= Supplied data =
-*-

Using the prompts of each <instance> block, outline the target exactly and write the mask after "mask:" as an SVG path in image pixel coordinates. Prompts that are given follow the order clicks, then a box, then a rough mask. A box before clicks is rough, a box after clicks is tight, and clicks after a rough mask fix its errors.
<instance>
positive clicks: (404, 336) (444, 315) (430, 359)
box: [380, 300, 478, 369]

-*-

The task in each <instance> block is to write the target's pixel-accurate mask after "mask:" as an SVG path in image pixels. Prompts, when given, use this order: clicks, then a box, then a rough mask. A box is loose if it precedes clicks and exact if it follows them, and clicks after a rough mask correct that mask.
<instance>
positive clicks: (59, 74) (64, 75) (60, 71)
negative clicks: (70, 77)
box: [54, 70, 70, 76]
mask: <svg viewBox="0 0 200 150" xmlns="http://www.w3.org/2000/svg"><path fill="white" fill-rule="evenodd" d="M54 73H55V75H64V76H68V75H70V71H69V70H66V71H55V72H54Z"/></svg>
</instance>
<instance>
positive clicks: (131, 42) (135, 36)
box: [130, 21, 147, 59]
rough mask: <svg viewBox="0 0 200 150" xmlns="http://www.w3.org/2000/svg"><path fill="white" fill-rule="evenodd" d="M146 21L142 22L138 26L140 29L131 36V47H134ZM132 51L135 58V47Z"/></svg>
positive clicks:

-*-

= Description of the task =
Which lines of the data include the word "image"? Copy each one.

= Response =
Using the prompts of each <instance> block, outline the target exactly and write the mask after "mask:" as an SVG path in image pixel coordinates. Prompts that are given follow the order clicks, then a box, then a rough mask. A box before clicks is rough, a box after clicks is tight, and clicks after a rough mask fix its errors.
The task in each <instance> block is to write the target's pixel-accurate mask after "mask:" as an SVG path in image pixels. Prompts, when given, use this order: clicks, then a box, then a rough mask. A box is loose if it precedes clicks and exact if it follows them, and clicks after a rough mask correct that mask.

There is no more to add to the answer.